> **WHAT YOU NEED TO DO**: Output exactly the lines that run from the top of the entries to the line holding "Expected: one point per instance of the green tank", including both of those lines.

********

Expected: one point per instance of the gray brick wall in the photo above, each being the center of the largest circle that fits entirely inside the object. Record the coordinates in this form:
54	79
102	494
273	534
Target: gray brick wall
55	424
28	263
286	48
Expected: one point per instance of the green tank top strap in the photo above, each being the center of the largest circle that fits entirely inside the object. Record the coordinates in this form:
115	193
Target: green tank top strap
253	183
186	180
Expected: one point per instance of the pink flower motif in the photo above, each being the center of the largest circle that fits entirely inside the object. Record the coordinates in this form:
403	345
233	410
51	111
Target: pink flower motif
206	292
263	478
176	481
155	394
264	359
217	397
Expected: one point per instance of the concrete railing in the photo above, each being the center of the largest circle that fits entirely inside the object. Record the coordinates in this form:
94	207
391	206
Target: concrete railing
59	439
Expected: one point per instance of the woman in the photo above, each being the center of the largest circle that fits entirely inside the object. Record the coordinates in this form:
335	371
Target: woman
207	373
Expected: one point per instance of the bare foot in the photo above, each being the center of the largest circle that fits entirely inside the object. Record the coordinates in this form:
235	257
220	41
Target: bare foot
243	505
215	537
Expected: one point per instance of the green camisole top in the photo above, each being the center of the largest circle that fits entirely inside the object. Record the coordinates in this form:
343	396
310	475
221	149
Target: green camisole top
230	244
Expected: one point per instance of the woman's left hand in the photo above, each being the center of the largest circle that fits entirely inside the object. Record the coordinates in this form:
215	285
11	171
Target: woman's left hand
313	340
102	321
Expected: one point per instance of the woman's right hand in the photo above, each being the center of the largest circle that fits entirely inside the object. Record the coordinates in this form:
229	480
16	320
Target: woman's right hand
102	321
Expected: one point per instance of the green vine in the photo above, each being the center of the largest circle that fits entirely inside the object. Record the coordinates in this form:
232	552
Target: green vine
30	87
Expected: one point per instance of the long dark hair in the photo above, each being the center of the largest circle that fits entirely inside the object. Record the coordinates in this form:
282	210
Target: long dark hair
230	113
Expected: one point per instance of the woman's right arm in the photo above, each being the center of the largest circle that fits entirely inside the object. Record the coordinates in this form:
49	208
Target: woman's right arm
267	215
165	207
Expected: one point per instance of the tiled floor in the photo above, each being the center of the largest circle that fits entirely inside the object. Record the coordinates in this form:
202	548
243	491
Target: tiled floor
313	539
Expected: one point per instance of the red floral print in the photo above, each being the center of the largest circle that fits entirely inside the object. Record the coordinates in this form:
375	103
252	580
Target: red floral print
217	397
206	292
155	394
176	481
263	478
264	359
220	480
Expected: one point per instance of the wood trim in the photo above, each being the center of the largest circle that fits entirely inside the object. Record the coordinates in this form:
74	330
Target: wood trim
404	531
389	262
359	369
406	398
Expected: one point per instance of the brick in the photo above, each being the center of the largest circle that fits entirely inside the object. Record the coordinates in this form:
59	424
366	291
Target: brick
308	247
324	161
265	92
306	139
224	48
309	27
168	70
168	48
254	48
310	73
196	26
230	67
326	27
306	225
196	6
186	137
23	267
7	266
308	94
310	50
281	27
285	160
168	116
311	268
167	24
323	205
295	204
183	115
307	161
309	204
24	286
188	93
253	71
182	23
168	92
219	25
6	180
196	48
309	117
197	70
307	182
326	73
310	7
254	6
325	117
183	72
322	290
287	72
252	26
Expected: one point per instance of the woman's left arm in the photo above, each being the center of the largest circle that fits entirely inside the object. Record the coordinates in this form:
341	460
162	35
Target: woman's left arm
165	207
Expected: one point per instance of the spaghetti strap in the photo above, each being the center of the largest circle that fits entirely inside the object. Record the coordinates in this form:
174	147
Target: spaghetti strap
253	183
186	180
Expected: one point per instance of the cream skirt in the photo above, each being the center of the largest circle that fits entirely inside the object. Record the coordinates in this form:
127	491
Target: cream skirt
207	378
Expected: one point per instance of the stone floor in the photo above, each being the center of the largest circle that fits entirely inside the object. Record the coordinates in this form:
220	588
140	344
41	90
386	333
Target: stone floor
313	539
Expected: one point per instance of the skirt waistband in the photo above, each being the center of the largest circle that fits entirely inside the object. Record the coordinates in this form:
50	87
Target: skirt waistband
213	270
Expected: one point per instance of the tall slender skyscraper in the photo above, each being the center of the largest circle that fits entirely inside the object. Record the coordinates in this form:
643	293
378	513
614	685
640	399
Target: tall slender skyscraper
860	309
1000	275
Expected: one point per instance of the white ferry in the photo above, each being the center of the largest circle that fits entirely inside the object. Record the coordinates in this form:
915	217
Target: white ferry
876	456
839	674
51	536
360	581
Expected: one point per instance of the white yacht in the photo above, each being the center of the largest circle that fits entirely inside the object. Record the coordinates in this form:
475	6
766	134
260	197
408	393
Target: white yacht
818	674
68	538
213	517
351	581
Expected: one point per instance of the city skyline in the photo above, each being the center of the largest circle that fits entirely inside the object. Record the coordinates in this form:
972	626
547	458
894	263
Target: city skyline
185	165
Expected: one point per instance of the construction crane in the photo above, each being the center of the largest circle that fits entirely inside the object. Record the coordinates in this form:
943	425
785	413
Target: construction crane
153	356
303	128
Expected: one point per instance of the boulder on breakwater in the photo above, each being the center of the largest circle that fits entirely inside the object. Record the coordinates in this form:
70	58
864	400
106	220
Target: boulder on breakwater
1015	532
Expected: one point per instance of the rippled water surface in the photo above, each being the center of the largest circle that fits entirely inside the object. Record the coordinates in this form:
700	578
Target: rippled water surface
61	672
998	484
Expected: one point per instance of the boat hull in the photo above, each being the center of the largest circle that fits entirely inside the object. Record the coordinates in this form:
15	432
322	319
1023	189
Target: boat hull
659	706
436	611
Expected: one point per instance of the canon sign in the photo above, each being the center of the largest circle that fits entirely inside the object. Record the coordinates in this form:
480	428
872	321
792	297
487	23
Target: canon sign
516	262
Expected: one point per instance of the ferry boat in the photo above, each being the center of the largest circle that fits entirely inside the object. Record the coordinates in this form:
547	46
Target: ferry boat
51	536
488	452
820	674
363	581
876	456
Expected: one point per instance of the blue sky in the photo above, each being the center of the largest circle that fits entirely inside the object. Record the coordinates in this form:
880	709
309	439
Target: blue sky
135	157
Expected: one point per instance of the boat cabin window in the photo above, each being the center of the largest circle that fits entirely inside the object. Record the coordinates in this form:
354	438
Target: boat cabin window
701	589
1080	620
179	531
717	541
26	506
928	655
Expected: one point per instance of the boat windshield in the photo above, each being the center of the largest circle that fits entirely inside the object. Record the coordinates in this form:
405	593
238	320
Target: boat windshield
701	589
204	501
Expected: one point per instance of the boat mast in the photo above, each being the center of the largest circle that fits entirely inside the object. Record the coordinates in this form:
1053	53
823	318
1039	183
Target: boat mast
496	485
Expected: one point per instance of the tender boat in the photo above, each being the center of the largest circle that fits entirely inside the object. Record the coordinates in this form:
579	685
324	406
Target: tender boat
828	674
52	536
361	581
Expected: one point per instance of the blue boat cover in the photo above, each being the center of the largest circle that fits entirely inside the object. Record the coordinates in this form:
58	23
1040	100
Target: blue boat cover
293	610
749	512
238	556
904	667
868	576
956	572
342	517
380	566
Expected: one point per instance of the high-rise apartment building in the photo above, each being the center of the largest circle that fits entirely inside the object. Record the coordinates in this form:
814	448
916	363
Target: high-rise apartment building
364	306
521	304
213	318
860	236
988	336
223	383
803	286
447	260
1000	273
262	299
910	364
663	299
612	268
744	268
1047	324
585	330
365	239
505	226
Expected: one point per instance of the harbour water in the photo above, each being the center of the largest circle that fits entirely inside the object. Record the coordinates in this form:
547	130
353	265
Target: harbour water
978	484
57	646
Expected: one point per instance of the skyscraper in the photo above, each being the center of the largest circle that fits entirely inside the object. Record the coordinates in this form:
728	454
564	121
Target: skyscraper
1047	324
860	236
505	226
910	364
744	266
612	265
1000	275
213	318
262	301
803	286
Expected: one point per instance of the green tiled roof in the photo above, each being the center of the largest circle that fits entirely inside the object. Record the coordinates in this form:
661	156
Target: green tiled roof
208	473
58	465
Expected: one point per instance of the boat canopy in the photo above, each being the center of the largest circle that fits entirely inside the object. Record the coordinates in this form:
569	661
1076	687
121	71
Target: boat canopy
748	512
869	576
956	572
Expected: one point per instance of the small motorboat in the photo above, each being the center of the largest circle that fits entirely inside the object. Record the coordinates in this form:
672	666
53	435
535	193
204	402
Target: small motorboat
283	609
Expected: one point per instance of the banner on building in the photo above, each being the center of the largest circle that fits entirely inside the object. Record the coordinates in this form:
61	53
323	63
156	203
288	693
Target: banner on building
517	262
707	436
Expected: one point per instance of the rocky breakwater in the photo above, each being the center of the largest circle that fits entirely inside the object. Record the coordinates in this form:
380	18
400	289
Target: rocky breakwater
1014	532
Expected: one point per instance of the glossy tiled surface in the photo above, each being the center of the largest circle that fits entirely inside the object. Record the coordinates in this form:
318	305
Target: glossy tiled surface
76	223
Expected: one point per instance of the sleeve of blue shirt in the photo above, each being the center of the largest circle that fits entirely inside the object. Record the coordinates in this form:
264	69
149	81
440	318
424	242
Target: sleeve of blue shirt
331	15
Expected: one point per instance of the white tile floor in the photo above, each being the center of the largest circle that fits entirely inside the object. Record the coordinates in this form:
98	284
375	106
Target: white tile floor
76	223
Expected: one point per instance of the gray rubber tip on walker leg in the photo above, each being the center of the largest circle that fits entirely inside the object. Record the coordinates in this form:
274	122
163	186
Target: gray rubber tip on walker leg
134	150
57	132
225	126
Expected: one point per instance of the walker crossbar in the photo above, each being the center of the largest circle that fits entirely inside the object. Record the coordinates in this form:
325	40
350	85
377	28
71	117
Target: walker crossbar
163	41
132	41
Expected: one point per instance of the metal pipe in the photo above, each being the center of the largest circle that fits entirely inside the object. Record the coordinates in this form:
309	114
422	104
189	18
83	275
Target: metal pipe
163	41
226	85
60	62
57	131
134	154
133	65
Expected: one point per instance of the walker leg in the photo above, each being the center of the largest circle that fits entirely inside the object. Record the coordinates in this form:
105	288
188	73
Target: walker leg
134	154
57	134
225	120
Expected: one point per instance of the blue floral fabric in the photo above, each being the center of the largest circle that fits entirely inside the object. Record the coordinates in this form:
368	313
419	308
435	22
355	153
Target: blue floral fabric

********

> **WORKED SOLUTION**:
Expected: one point per instance of the gray brick wall in the photo above, each being the center of the largest circle that fits entirely inside the object. Record the coordinates in this form:
54	79
102	494
273	534
Target: gray brick wall
55	424
28	263
286	48
Expected: one point per instance of the green tank top strap in the photo above, each being the center of the largest circle that fits entirely inside the object. Record the coordinates in this form:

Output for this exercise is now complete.